[[ INPUT MATERIAL open ]]

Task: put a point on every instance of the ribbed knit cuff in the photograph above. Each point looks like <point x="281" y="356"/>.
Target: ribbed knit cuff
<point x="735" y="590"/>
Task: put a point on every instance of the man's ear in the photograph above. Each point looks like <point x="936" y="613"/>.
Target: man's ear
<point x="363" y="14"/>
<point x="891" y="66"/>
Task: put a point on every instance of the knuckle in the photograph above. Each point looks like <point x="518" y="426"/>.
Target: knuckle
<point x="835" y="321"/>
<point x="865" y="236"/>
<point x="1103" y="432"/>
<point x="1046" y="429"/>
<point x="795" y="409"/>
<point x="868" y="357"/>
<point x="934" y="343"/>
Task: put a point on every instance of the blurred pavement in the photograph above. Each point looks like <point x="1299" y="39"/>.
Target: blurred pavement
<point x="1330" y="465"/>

[[ INPUT MATERIAL closed ]]

# [ASSIGNMENT]
Reproduce all lines from the records above that include the word "Each".

# [EXERCISE RESPONSE]
Task: put a point on every instance of the ribbed knit cuff in the photograph above. Each point looks like <point x="281" y="356"/>.
Task: put a point on every instance of the man's ear in the photograph above. Each point looks like <point x="936" y="613"/>.
Task: put a point on every instance of the knuckle in the photograph above. Each point looks like <point x="518" y="426"/>.
Task: put a point on every instance of the blurred pavement in the photograph above. Each point looks like <point x="1299" y="39"/>.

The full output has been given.